▶ _Excerpt to read_:
━━━━━━

I'm rubbish with putting anything, not helped by the fact I enter events weeks in advance and have no idea how my previous run to that event will have gone and the ones I have done recently will be old news by the time it comes to that event.  I normally say something about being a vet and struggling to juggle work with 3 horses on DIY, that it's our first season eventing and then i get stuck!


----------



## Llanali (26 July 2011)

I always say a little about my mares name.. she is portia, named after the roman woman and Shakespeare character in a fleeting moment of high brow intention, rather than due to her resemblane to the sports cars, which will be our excuse for probably not making the time!


----------



## ArcticFox (26 July 2011)

I'm glad I'm not the only one who has a blank!  

Great ideas though, bit of history about you and your horse (not successes as I agree - you end up falling off ), what I do for work, aims for myself and my horse, history about the name and something funny if I can think of it 


Keep the ideas coming this is all very helpful


----------



## ArcticFox (26 July 2011)

duplicated message - have removed it


----------



## VoR (26 July 2011)

━━━━━━

▶ _Job A_: Gather every line of the entries below that contains the word "pole", and note that case counts.

━━━━━━

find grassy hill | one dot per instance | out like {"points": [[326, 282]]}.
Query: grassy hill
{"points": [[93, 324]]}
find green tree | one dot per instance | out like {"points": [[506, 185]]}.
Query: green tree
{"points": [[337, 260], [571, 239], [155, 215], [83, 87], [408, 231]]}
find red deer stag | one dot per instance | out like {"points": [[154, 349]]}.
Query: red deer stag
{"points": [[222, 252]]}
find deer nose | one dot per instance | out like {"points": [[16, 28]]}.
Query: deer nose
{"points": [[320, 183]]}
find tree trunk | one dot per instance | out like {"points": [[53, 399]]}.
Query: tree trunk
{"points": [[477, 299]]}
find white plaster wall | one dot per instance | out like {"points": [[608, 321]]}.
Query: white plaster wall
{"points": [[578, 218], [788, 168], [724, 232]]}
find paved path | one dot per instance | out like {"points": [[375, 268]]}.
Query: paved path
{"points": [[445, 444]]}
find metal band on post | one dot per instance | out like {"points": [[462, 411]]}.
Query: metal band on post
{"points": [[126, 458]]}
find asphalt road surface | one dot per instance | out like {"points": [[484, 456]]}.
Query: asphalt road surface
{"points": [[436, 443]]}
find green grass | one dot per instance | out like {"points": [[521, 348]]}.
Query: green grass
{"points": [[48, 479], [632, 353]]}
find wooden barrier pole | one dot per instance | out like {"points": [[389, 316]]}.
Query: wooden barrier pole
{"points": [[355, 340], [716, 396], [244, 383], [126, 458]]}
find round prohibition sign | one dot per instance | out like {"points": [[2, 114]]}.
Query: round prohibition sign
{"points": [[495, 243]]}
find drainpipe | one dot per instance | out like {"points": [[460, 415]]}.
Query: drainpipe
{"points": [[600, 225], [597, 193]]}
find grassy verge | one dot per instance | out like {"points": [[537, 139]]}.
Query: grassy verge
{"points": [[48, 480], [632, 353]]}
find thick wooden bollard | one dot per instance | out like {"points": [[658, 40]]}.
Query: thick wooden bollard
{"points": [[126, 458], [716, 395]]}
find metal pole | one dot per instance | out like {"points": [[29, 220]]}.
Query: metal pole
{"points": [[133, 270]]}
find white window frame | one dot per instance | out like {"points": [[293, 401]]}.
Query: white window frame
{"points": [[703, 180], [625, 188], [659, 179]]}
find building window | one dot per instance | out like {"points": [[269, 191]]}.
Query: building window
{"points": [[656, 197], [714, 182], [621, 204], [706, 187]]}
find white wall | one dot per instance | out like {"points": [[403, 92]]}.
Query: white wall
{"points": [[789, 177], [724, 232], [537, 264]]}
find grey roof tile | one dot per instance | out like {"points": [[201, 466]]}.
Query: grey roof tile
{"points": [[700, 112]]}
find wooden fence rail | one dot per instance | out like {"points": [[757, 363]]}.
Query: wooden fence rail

━━━━━━

▶ _Job B_: Give the part of the thread that begins at the words "## Llanali (26" and stops after "has a blank!", with "sports cars" swapped for "race cars".

▶ _Complete answer A_:
find wooden barrier pole | one dot per instance | out like {"points": [[389, 316]]}.
Query: wooden barrier pole
find metal pole | one dot per instance | out like {"points": [[29, 220]]}.
Query: metal pole

▶ _Complete answer B_:
## Llanali (26 July 2011)

I always say a little about my mares name.. she is portia, named after the roman woman and Shakespeare character in a fleeting moment of high brow intention, rather than due to her resemblane to the race cars, which will be our excuse for probably not making the time!


----------



## ArcticFox (26 July 2011)

I'm glad I'm not the only one who has a blank!